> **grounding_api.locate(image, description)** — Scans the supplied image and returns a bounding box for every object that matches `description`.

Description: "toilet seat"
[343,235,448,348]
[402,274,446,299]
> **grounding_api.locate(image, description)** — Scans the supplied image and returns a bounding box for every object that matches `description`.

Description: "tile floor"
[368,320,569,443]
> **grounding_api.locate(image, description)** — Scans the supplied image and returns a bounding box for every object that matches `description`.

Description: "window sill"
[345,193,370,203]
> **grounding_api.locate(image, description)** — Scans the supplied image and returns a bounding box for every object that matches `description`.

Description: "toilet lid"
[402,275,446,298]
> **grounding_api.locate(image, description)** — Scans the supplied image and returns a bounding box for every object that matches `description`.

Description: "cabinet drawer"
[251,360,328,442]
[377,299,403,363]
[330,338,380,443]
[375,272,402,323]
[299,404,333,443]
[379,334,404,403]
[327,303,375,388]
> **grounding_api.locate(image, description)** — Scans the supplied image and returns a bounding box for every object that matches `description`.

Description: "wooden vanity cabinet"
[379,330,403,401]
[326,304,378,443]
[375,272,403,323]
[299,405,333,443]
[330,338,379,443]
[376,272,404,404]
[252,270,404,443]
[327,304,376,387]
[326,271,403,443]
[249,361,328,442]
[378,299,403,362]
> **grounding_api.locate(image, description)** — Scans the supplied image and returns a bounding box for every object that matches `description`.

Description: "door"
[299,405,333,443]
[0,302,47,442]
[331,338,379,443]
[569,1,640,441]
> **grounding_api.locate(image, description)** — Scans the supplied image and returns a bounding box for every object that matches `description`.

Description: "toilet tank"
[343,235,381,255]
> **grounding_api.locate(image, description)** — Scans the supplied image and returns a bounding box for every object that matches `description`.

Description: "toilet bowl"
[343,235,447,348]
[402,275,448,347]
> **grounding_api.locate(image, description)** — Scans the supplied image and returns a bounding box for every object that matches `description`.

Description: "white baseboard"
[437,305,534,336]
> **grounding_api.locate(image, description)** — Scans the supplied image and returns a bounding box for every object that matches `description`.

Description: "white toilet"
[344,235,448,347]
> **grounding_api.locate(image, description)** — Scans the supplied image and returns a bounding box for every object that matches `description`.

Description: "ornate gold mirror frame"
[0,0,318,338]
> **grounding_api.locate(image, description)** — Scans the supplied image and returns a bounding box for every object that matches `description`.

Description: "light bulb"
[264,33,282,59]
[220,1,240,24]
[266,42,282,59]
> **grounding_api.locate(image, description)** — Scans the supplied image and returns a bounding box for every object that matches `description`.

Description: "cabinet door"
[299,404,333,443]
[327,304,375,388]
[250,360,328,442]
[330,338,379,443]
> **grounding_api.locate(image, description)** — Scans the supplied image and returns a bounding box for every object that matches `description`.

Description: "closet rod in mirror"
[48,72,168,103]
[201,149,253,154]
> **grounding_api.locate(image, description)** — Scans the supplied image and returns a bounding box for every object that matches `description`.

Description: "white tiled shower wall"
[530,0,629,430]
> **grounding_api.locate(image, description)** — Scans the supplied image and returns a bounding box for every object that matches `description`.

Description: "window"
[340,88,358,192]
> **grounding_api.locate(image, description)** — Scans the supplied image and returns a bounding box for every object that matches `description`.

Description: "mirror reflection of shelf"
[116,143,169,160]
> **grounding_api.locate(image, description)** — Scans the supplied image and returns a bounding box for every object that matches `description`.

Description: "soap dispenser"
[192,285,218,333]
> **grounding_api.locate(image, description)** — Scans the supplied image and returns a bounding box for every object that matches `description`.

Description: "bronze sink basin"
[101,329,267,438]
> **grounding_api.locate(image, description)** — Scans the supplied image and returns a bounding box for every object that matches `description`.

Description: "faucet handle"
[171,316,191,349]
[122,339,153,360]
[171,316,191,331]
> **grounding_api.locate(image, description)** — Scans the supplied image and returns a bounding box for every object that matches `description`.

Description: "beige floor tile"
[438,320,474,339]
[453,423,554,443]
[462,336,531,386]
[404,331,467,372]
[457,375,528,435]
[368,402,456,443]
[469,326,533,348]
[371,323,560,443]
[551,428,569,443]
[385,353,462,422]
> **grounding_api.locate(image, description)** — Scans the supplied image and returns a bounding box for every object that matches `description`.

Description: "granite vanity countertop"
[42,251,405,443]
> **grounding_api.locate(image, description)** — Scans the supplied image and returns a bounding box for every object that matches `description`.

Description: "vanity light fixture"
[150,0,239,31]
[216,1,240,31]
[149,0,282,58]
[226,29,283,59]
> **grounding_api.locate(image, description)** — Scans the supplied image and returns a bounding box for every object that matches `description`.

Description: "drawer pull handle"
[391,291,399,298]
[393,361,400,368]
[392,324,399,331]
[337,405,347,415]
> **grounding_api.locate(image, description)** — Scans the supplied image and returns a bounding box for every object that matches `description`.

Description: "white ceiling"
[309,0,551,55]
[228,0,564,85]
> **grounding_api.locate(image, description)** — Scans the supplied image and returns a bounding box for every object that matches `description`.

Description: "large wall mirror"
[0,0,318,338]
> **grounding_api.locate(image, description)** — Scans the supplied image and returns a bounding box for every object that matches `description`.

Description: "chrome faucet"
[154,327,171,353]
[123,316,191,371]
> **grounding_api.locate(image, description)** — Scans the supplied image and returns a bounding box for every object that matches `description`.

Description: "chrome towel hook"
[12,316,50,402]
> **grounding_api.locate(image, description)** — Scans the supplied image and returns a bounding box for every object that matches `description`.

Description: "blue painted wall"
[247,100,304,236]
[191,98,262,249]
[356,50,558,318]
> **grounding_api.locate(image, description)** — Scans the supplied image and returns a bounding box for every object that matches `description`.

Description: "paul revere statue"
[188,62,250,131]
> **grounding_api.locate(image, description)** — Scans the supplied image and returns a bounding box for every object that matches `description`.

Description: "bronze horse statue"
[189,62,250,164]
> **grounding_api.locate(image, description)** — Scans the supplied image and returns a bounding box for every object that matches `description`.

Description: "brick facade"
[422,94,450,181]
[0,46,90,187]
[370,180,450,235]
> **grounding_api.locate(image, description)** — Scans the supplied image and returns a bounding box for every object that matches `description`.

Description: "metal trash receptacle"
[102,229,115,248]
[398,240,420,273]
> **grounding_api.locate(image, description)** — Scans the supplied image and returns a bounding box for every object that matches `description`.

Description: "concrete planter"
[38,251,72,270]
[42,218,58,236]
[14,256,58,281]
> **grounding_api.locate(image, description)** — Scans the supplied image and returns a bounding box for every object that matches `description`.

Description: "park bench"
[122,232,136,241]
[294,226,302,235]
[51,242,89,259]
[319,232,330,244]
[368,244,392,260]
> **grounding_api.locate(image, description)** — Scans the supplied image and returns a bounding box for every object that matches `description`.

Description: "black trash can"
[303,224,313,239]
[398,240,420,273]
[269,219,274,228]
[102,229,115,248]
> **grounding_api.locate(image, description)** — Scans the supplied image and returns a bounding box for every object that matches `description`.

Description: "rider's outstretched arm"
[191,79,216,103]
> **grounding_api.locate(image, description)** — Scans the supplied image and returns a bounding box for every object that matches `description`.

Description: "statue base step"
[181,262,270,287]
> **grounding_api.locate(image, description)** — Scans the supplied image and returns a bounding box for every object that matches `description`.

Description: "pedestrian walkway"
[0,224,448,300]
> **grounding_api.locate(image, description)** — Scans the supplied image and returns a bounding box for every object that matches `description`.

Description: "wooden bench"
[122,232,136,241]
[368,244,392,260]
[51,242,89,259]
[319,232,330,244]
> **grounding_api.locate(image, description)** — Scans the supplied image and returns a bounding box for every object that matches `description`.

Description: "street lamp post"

****************************************

# EXERCISE INSTRUCTIONS
Write out all the entries once more, exactly.

# RESPONSE AREA
> **grounding_api.locate(image, description)** — Scans the supplied image and returns a bounding box for every object that matches `description`.

Description: "toilet seat"
[343,235,448,348]
[402,274,446,299]
> **grounding_api.locate(image, description)** — Scans the supplied image and returns a bounding box for every object that matches `description`.

Description: "tile floor"
[368,320,569,443]
> **grounding_api.locate(image, description)** — Scans the supplied image and returns a bounding box for every object that matches `description`.

Description: "window sill"
[345,193,370,203]
> **grounding_api.locate(image, description)** — Scans the supplied image and returns a bounding box for every object that matches `description`.

Description: "toilet lid"
[402,275,446,298]
> **grounding_api.locate(image, description)** — Scans the supplied image and returns a bounding box for every object that matches `description`.

Description: "cabinet drawer"
[251,360,328,442]
[377,299,403,363]
[330,338,380,443]
[375,272,402,323]
[299,404,333,443]
[379,334,404,403]
[327,303,375,388]
> **grounding_api.locate(image, description)** — Scans the supplied image and returns a bounding box for every object that matches `description`.

Description: "wooden vanity cabinet"
[379,330,403,401]
[326,304,378,443]
[375,272,403,323]
[299,405,333,443]
[330,338,379,443]
[376,272,404,404]
[252,270,404,443]
[327,304,376,387]
[326,271,403,443]
[249,361,328,442]
[378,299,403,362]
> **grounding_api.locate(image, description)** — Scans the supplied image and returns a bounding box for every object that matches `description`.

Description: "door"
[299,405,333,443]
[0,302,47,442]
[331,338,379,443]
[569,1,640,441]
> **grounding_api.locate(image, description)** — Scans the supplied image and returns a bounding box for every object that matches `description`.

Description: "toilet tank"
[343,235,381,255]
> **grounding_api.locate(image, description)** — Scans the supplied image and returns a bounding box for every object that matches `description`.

Description: "toilet bowl"
[343,235,447,348]
[402,275,448,347]
> **grounding_api.locate(image, description)** — Scans the supplied image and returns a bounding box for every object that matches `description`.

Description: "white baseboard"
[437,305,534,336]
> **grounding_api.locate(image, description)** — Scans the supplied image and returns a bounding box for every object that matches `description`.

Description: "white toilet"
[344,235,448,347]
> **grounding_api.locate(image, description)** — Scans the supplied image and returns a bounding box for every object that matches `description`.

Description: "ornate gold mirror frame"
[0,0,318,338]
> **grounding_api.locate(image, description)** — Scans the supplied image and returns a bounding box for every object that matches `description`.

Description: "light bulb"
[264,33,282,59]
[220,1,240,24]
[266,42,282,59]
> **grounding_api.locate(image, description)** — Scans the supplied image and returns a bounding box for every object that matches `description`.

Description: "cabinet door"
[299,404,333,443]
[327,304,375,388]
[250,360,328,442]
[330,338,379,443]
> **grounding_api.locate(image, description)** — Scans the supplied image and returns a bounding box for every object that matches `description`.

Description: "closet rod in mirror"
[48,72,168,103]
[201,149,253,154]
> **grounding_api.locate(image, description)** — Scans the supplied image and returns a bounding box for every object that matches `description`.

Description: "white tiled shower wall"
[530,0,629,430]
> **grounding_api.locate(image, description)** — Scans the supplied image and returns a bounding box for every object that matches `description`.

Description: "window"
[340,88,358,192]
> **grounding_api.locate(image, description)** — Scans the supplied image and returns a bounding box for every object that matches `description`.

Description: "mirror reflection of shelf"
[116,143,169,160]
> **grounding_api.locate(image, description)** — Scans the supplied image and returns a bounding box for every object that matches `description`.

Description: "soap dispenser"
[192,285,218,333]
> **grounding_api.locate(image, description)** — Scans the supplied image and returns a bounding box for every object that matches `description`.

Description: "bronze sink basin"
[101,329,267,438]
> **grounding_api.locate(image, description)** — Scans the supplied image and returns a bounding box for every object that matches `description`.

Description: "faucet handle"
[171,316,191,349]
[122,339,153,360]
[171,316,191,331]
> **grounding_api.locate(image, description)** — Scans the supplied image and returns a bounding box for every object that matches `description`.

Description: "beige floor tile"
[438,320,474,339]
[453,423,554,443]
[462,336,531,386]
[404,331,467,372]
[457,375,528,435]
[368,402,456,443]
[469,326,533,348]
[371,323,560,443]
[551,428,569,443]
[385,353,462,422]
> **grounding_api.locate(image, description)** — Scans the supplied image and returns a bounding box for every object that matches `description`.

Description: "granite vanity countertop"
[42,251,405,443]
> **grounding_api.locate(image, description)** — Scans the supplied image and returns a bounding box for every object that matches `description`.

Description: "vanity light fixture"
[150,0,239,31]
[216,1,240,31]
[149,0,282,58]
[226,29,283,59]
> **grounding_api.locate(image, description)** — Scans the supplied image and returns a bounding box for every object that matches `description`.

Description: "drawer pull handle"
[391,291,399,298]
[393,361,400,368]
[392,324,399,331]
[337,405,347,415]
> **grounding_api.locate(image, description)** — Scans the supplied image and returns a bounding box for every object that matches `description`.

Description: "white ceiling"
[309,0,551,55]
[228,0,564,85]
> **grounding_api.locate(image, description)** — Scans the supplied image and returns a bounding box for every object that matches `description`.

Description: "large wall mirror"
[0,0,318,338]
> **grounding_api.locate(image, description)** — Scans the supplied image and returns a bounding box for every object that matches `description`.

Description: "chrome faucet"
[154,327,171,353]
[123,316,191,371]
> **grounding_api.locate(image, description)** — Scans the supplied image and returns a bounding box for every object that matches `description`.

Description: "chrome towel hook"
[12,316,50,402]
> **grounding_api.locate(image, description)** — Scans the supplied image and returns a bounding box for every object that matches `description`.

Description: "blue painted wall"
[247,100,304,236]
[191,98,262,249]
[356,50,558,318]
> **grounding_api.locate(image, description)** — Scans the supplied image and returns a bounding box for every object that matches `description`.

Description: "paul revere statue"
[188,62,250,131]
> **grounding_api.locate(image, description)** — Scans the supplied image and returns a bounding box for every object that matches `description`.

Description: "bronze horse statue"
[189,62,250,164]
> **grounding_api.locate(image, description)** — Scans the supplied image and returns a bounding box for every object that matches `description`.

Description: "brick facade"
[422,94,450,181]
[0,46,90,187]
[370,180,450,235]
> **grounding_api.locate(image, description)** — Scans the supplied image and returns a bounding box for every object that matches `description`.

Description: "metal trash receptacle"
[102,229,115,248]
[398,240,420,273]
> **grounding_api.locate(image, description)** — Scans the supplied image and returns a bounding box for every object that matches `description`.

Description: "concrete planter"
[38,251,72,270]
[42,218,58,236]
[14,256,58,281]
> **grounding_api.locate(image, description)** — Scans the supplied image and returns a bounding box for every object that matches `description`.

Description: "park bench"
[122,232,136,241]
[294,226,302,235]
[51,242,89,259]
[319,232,330,244]
[368,244,392,260]
> **grounding_api.locate(image, description)** — Scans the supplied image and returns a bounding box for every object that matches `description`.

Description: "black trash can"
[303,224,313,239]
[398,240,420,273]
[269,219,274,228]
[102,229,115,248]
> **grounding_api.locate(image, description)** — Scans the supplied image and returns a bounding box for every object that matches `description`.

Description: "rider's outstretched arm"
[191,79,216,103]
> **grounding_api.locate(image, description)** — Scans the supplied image and returns a bounding box for every object that matches `description`.

Description: "statue base step"
[181,262,270,287]
> **grounding_api.locate(image, description)** — Scans the supplied image and returns a bounding box for every object that matches `description`.

Description: "pedestrian walkway"
[0,224,448,300]
> **grounding_api.locate(image, description)** — Scans the supplied image and returns a bounding box for every object that matches `description`.

Description: "wooden bench"
[122,232,136,241]
[368,244,392,260]
[51,242,89,259]
[319,232,330,244]
> **grounding_api.locate(image, description)** — Scans the supplied image and returns a bounding box for every object that matches `description`.

Description: "street lamp post"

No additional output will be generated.